* [WORK INSTRUCTION]: Copy out the whole piece on the BBC's Holocaust Memorial Day coverage, word for word.

Jon Kay introduced the report on BBC Breakfast Tuesday morning, stating that Holocaust Memorial Day was "for remembering the six million people murdered by the Nazi regime over 80 years ago," without specifying that those murdered were Jews.

The Campaign for Media Standards pointed out that several of the BBC's most prominent presenters used similar introductions, accusing the broadcaster of having "used the same script all day."

Lord Pickles, who served as the special envoy for post-Holocaust issues from 2015 until last year, stated that the failure to highlight Jewish victims in the introductions constituted "an unambiguous example of Holocaust distortion, which is a form of denial."

"This kind of obfuscation was common during the Soviet control of parts of Europe," said Pickles, who currently serves as co-chairman of the UK Holocaust Memorial Foundation. "For the BBC to use it today is shocking. They should be fighting antisemitism, not aiding it."

Karen Pollock, chief executive of the Holocaust Educational Trust, said: "The Holocaust was the murder of six million Jewish men, women and children. Any attempt to dilute the Holocaust, strip it of its Jewish specificity or compare it to contemporary events is unacceptable on any day. On Holocaust Memorial Day it is especially hurtful, disrespectful and wrong."

Danny Cohen, a former BBC director of television, said the broadcaster's failure to reference Jews in introductions to some of its coverage marked "a new low point for the national broadcaster."

"It is surely the bare minimum to expect the BBC to correctly identify that it was six million Jews killed during the Holocaust," he said, according to The Times. "To say anything else is an insult to their memory and plays into the hands of extremists who have desperately sought to rewrite the historical truth of history's greatest crime."

The BBC stated in response, "This morning's BBC programming commemorated Holocaust Memorial Day. The Today program featured interviews with relatives of Holocaust survivors and a report from our religion editor. In both of these items we referenced the six million Jews murdered during the Holocaust."

* [EXCERPTED DATA]:

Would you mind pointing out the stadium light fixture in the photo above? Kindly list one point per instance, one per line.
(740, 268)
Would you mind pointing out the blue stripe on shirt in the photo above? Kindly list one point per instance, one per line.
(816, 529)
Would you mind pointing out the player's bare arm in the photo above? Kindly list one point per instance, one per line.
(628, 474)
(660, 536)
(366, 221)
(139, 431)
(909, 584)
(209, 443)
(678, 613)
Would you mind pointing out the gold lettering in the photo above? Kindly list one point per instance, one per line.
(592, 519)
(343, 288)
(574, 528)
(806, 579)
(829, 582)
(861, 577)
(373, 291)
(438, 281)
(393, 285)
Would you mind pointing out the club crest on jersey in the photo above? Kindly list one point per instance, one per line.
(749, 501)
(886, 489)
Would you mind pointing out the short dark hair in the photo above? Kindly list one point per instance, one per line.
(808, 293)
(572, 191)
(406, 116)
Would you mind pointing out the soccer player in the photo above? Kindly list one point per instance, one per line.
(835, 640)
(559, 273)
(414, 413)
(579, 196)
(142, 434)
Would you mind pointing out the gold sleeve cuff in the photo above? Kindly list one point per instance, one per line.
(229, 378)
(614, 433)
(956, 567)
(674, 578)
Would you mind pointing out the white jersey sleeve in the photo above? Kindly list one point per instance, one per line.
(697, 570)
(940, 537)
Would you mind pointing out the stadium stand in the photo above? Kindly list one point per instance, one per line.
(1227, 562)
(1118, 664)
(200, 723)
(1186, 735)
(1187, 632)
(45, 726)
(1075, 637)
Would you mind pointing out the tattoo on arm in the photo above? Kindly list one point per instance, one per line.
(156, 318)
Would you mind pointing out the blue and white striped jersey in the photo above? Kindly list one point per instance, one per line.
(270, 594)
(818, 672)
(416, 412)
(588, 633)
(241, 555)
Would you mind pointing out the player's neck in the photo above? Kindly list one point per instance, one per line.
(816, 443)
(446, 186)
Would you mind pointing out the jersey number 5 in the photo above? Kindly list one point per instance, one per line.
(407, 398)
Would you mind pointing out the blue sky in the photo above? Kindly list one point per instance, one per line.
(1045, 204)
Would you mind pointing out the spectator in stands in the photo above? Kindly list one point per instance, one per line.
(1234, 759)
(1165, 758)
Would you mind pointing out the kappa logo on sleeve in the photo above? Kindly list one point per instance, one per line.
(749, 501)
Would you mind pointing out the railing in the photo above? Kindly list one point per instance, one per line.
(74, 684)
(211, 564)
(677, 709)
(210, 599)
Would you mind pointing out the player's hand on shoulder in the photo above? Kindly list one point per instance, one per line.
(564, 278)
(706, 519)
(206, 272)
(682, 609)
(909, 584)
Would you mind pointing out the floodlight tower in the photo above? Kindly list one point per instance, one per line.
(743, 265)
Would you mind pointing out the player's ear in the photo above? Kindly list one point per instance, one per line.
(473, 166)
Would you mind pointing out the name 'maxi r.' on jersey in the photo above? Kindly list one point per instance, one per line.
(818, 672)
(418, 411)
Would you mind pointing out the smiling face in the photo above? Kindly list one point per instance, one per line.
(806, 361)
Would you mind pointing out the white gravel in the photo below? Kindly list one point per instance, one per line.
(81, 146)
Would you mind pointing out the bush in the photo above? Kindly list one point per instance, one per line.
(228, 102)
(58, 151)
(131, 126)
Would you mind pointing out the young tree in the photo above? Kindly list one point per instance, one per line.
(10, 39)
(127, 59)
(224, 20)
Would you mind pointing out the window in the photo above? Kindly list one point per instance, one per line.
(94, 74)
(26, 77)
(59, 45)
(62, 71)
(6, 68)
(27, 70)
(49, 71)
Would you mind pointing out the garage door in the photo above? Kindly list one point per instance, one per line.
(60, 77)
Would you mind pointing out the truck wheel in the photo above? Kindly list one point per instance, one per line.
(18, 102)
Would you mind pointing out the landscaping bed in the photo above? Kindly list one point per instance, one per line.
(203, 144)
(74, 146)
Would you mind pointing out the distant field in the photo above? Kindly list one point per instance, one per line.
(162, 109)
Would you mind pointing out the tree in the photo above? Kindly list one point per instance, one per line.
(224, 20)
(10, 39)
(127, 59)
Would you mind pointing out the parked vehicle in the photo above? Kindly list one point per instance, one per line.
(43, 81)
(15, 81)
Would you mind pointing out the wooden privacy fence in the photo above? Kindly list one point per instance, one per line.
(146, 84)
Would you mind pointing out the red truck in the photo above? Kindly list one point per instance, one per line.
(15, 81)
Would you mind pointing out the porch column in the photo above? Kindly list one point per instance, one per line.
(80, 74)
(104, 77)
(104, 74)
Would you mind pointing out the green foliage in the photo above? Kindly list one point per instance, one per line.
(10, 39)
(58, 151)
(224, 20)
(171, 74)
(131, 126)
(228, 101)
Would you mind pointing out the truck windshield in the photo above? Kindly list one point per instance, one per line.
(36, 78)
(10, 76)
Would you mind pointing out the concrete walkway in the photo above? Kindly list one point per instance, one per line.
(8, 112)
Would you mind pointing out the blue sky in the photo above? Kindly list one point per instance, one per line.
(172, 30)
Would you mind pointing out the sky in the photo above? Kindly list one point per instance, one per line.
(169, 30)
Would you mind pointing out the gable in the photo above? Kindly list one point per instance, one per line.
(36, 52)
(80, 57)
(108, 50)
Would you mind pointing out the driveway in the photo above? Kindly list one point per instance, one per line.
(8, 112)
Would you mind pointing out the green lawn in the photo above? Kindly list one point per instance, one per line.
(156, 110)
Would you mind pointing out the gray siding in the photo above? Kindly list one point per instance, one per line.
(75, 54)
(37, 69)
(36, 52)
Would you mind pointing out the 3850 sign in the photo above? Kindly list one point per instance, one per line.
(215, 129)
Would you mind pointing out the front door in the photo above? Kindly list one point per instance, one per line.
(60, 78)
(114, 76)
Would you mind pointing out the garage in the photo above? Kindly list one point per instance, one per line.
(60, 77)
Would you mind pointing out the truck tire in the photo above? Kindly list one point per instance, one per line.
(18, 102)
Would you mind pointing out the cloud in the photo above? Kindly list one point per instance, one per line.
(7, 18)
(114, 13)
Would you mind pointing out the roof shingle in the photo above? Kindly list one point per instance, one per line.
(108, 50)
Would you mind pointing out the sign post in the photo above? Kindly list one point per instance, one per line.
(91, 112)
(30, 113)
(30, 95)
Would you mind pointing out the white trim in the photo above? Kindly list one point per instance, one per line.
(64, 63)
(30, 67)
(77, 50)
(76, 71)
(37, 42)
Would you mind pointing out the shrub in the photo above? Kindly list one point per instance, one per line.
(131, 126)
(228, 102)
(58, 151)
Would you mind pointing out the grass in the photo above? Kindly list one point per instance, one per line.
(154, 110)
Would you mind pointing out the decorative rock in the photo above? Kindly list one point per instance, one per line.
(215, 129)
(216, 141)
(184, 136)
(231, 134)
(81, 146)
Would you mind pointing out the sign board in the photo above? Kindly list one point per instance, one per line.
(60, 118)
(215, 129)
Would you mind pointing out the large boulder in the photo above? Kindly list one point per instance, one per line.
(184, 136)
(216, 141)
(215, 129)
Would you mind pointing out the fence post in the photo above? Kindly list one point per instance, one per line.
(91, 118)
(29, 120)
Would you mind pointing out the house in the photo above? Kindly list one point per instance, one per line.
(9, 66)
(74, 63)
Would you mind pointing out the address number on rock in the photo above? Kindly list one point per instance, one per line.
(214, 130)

* [EXERCISE SOLUTION]:
Jon Kay introduced the report on BBC Breakfast Tuesday morning, stating that Holocaust Memorial Day was "for remembering the six million people murdered by the Nazi regime over 80 years ago," without specifying that those murdered were Jews.

The Campaign for Media Standards pointed out that several of the BBC's most prominent presenters used similar introductions, accusing the broadcaster of having "used the same script all day."

Lord Pickles, who served as the special envoy for post-Holocaust issues from 2015 until last year, stated that the failure to highlight Jewish victims in the introductions constituted "an unambiguous example of Holocaust distortion, which is a form of denial."

"This kind of obfuscation was common during the Soviet control of parts of Europe," said Pickles, who currently serves as co-chairman of the UK Holocaust Memorial Foundation. "For the BBC to use it today is shocking. They should be fighting antisemitism, not aiding it."

Karen Pollock, chief executive of the Holocaust Educational Trust, said: "The Holocaust was the murder of six million Jewish men, women and children. Any attempt to dilute the Holocaust, strip it of its Jewish specificity or compare it to contemporary events is unacceptable on any day. On Holocaust Memorial Day it is especially hurtful, disrespectful and wrong."

Danny Cohen, a former BBC director of television, said the broadcaster's failure to reference Jews in introductions to some of its coverage marked "a new low point for the national broadcaster."

"It is surely the bare minimum to expect the BBC to correctly identify that it was six million Jews killed during the Holocaust," he said, according to The Times. "To say anything else is an insult to their memory and plays into the hands of extremists who have desperately sought to rewrite the historical truth of history's greatest crime."

The BBC stated in response, "This morning's BBC programming commemorated Holocaust Memorial Day. The Today program featured interviews with relatives of Holocaust survivors and a report from our religion editor. In both of these items we referenced the six million Jews murdered during the Holocaust."